── MATERIAL TO PROCESS ──

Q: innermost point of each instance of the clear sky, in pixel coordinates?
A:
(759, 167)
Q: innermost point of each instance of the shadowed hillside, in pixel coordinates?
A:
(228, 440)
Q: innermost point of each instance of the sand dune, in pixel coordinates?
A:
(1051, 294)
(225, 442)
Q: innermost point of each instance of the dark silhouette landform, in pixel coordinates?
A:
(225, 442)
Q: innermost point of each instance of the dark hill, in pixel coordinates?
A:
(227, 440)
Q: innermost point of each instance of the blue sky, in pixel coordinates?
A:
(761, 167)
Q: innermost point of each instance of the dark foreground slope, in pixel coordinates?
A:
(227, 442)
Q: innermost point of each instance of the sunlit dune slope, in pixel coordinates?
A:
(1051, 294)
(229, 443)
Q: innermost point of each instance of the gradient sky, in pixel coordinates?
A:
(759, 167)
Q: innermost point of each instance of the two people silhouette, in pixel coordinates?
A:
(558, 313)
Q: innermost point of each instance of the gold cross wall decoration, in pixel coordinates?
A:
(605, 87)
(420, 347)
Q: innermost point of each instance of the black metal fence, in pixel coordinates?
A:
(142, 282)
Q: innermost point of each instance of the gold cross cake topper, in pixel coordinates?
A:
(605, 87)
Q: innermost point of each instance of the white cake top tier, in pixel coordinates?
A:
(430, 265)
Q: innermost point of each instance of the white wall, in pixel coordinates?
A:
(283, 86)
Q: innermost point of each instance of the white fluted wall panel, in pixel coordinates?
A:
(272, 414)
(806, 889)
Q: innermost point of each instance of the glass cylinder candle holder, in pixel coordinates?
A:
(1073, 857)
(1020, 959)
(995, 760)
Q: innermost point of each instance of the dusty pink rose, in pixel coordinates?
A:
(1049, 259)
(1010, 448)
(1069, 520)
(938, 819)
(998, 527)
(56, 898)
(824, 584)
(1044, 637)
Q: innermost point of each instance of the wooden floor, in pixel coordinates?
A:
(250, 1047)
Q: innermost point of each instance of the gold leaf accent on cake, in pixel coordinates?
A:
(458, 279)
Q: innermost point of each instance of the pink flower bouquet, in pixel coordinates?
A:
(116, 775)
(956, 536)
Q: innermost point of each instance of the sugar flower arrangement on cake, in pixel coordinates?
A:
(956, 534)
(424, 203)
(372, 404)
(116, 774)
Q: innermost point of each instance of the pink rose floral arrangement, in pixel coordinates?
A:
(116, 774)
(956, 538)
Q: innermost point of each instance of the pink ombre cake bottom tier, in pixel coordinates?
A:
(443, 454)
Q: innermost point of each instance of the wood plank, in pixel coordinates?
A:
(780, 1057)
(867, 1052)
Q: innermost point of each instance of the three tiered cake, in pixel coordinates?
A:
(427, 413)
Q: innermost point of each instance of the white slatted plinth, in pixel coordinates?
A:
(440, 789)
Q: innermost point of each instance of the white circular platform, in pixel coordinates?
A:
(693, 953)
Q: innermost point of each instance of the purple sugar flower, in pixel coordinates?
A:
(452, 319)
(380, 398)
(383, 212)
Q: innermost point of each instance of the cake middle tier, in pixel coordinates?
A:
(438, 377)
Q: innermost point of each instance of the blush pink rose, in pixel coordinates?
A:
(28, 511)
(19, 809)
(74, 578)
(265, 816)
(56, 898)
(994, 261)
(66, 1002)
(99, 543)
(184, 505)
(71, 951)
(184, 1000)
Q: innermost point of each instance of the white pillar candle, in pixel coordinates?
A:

───

HOW TO COMPLETE THIS TASK:
Return the whole listing, keeping every line exactly as it is.

SOLUTION TO THIS PROBLEM:
Q: innermost point of each instance of the clear sky, in pixel coordinates?
A:
(759, 167)
Q: innermost point of each instance of the shadowed hillside, in pixel coordinates?
A:
(228, 440)
Q: innermost point of each instance of the sand dune, in pixel coordinates?
A:
(1051, 294)
(225, 442)
Q: innermost point of each instance of the dark silhouette landform, in pixel coordinates?
A:
(225, 442)
Q: innermost point of each instance of the dark hill, in pixel coordinates?
A:
(227, 440)
Q: innermost point of each instance of the blue sky, in pixel coordinates?
A:
(761, 167)
Q: innermost point of each instance of the dark foreground slope, in pixel coordinates?
A:
(227, 442)
Q: innermost point of each instance of the sunlit dune slope, in pixel coordinates?
A:
(1051, 294)
(229, 443)
Q: innermost point of each instance of the gradient sky, in pixel coordinates?
A:
(759, 167)
Q: innermost point of each instance of the two people silhouette, in pixel coordinates?
A:
(558, 313)
Q: innermost point of each instance of the gold cross wall decoration, in pixel coordinates?
A:
(605, 87)
(420, 347)
Q: innermost point of each instance of the black metal fence, in pixel coordinates?
A:
(142, 282)
Q: innermost point of each instance of the gold cross cake topper, in pixel coordinates?
A:
(605, 87)
Q: innermost point of each instance of the white cake top tier, in pixel coordinates?
A:
(430, 265)
Q: innermost point of each instance of the white wall, in pixel coordinates?
A:
(283, 86)
Q: innermost point of each instance of the white fluted wall panel, in pixel coordinates?
A:
(272, 414)
(806, 889)
Q: innermost point of each instance of the glass cylinder candle holder, in pixel coordinates?
A:
(1073, 857)
(1020, 959)
(995, 760)
Q: innermost point of each instance of the dusty pink rose, in pixel coordinates?
A:
(1049, 259)
(1010, 448)
(1069, 520)
(938, 819)
(998, 527)
(56, 898)
(824, 584)
(1044, 637)
Q: innermost point of each instance of the wooden floor, in pixel coordinates?
A:
(250, 1047)
Q: innermost point of each instance of the gold leaf accent on cake, in pixel coordinates?
A:
(458, 279)
Q: innermost point of each instance of the pink flower bouquet, in pixel coordinates?
A:
(116, 775)
(956, 536)
Q: innermost point of each instance of the sugar flower arrangement on cake, in pixel coordinates?
A:
(956, 534)
(424, 203)
(372, 404)
(116, 774)
Q: innermost point of each instance of the pink rose floral arrangement, in pixel coordinates?
A:
(116, 774)
(956, 538)
Q: innermost point of each instance of the pink ombre cake bottom tier, in pixel coordinates?
A:
(443, 454)
Q: innermost point of each instance of the wood plank, in pixel coordinates?
A:
(780, 1057)
(867, 1052)
Q: innermost point of each instance of the three tiered cake, in pixel coordinates?
A:
(427, 413)
Q: innermost point of each instance of the white slatted plinth, in pixel coordinates?
A:
(440, 789)
Q: innermost point of each instance of the white circular platform, in pixel coordinates?
A:
(693, 953)
Q: innermost point of each instance of the purple sugar flower, in pixel coordinates?
A:
(452, 319)
(380, 398)
(383, 212)
Q: innermost point of each instance of the cake middle tier, in pixel coordinates?
A:
(438, 377)
Q: innermost point of each instance of the blush pink rose, in pixel coordinates?
A:
(28, 511)
(19, 809)
(74, 578)
(265, 816)
(56, 898)
(994, 261)
(66, 1002)
(99, 543)
(184, 505)
(71, 951)
(184, 1000)
Q: innermost point of each instance of the white pillar candle, in pixel coordinates?
A:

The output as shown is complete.